[Records from a dataset]
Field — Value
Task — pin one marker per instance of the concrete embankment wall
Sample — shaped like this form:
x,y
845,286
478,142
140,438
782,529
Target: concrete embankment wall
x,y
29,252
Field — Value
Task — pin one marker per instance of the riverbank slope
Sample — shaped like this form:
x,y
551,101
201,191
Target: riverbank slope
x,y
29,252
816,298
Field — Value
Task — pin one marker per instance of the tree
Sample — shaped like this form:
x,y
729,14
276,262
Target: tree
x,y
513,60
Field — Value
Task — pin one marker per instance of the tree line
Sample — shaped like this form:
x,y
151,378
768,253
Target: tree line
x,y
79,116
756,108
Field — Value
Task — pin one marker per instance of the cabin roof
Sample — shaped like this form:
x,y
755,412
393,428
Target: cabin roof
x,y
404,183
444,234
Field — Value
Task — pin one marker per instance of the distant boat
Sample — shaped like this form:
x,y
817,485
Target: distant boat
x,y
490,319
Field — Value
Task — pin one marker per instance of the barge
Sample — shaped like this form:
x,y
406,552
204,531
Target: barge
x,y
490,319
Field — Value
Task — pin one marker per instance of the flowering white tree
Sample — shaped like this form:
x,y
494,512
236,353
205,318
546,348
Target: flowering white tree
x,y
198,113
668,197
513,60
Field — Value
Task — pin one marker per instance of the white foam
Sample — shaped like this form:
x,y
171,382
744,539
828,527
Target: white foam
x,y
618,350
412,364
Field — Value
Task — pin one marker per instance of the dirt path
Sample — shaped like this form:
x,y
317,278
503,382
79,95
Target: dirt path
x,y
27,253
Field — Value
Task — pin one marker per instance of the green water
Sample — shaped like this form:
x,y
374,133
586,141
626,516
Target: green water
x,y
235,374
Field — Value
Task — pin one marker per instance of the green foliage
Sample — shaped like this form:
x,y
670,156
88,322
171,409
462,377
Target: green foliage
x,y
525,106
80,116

TRY IT
Whenever a line above contains "Task", copy that line.

ANSWER AREA
Task — pin one marker per instance of the concrete embankment wall
Task — pin one marker per instance of the riverbank slope
Task — pin one marker per instance of the tree
Task — pin one marker per instance of the tree line
Task — pin one marker per instance of the cabin roof
Task — pin one marker per instance of the distant boat
Task — pin one marker per instance of the barge
Task — pin one marker per instance of the flowering white tree
Task — pin one marker per instance of the white foam
Task — pin one marker per instance of the dirt path
Task — pin one marker per instance of the green water
Task — pin one marker per instance of the green foliage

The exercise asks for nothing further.